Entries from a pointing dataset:
╭──
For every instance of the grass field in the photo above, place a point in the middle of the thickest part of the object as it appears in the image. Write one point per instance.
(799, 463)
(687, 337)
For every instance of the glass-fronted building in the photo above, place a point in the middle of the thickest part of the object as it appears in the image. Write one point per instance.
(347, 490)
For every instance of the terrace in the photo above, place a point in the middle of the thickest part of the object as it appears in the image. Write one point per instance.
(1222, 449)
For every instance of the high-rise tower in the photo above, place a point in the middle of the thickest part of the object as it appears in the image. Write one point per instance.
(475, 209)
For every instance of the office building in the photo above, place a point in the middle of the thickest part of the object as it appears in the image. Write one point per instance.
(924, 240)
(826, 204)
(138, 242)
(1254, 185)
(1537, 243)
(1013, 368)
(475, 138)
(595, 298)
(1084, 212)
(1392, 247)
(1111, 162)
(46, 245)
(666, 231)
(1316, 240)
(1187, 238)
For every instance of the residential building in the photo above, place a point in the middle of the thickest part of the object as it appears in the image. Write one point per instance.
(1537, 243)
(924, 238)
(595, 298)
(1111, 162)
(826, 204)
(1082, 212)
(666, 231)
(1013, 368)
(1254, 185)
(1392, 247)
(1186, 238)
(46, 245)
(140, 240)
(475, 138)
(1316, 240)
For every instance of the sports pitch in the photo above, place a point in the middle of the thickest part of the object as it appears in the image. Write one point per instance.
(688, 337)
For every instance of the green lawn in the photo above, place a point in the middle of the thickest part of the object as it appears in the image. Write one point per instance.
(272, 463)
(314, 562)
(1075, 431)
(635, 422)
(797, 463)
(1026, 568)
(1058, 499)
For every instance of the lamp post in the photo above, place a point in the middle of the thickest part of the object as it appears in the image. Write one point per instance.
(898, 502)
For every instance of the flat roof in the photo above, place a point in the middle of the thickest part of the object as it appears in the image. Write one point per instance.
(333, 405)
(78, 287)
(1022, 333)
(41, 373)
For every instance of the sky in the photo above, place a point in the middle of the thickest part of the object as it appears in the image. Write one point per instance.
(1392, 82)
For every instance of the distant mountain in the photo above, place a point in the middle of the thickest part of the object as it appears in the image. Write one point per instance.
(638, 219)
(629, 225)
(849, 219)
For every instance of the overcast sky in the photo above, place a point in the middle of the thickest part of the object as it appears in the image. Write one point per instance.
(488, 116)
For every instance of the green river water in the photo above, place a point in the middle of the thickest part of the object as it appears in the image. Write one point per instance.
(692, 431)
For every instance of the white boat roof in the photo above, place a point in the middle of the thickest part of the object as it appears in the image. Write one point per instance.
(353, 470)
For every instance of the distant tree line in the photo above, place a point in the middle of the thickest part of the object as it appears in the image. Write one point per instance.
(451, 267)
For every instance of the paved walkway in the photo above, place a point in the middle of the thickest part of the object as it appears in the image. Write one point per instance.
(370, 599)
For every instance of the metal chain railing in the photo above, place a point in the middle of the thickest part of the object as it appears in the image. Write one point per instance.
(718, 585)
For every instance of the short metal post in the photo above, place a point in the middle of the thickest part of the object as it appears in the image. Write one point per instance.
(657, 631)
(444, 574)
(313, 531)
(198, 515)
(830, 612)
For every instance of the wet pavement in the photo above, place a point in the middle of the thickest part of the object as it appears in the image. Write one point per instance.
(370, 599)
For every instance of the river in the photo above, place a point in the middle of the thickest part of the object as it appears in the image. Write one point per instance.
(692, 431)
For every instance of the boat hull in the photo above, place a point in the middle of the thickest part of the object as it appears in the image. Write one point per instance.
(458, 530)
╰──
Above are the records; copy exactly the lines from the one with "For every instance of the overcast" through the final line.

Completed exercise:
For every instance of the overcast sky in the photo above, place a point in the middle of the thickest part of the object as it appears in the image. Write one point per instance.
(488, 116)
For every instance of the green river water in the photo above, place a point in the middle of the thickest part of the object as it appears in the image. Write one point per instance.
(692, 431)
For every instance of the white boat roof in the photo above, place a point in the middle of the thickest part of the object as it appears in the image. Write one point per instance.
(353, 470)
For every instance of the distant tree line in the photo above, place a point in the middle of the thickest part of the object as it appears in the image. Write one point per instance.
(451, 267)
For every instance of the paved walkway in the photo above, place a point in the middle of the thickest part of the object as it appears in the image. Write one point per instance.
(370, 599)
For every instance of the metal chain railing in the photo above, place a point in the middle of the thickest part of the object as it appears in the image. Write one point per instance.
(718, 585)
For every instance of the short metal post in the photo above, place a point in the middle of the thickest part of the object as it appears in the image. Write one point per instance.
(657, 631)
(444, 574)
(313, 531)
(198, 515)
(830, 612)
For every instance of the wet pavement in the photo above, place a point in the middle of the thickest part of the object as it appears in the image. Write one point per instance.
(370, 599)
For every instance of the river in the photo above, place a point in the middle of the thickest part of the object as it appears in the image. Write one point per instance.
(692, 431)
For every instance of the boat hull in the photo above, place a point in the middle of the thickest part of the object as it appears in the image. Write one point per instance.
(458, 530)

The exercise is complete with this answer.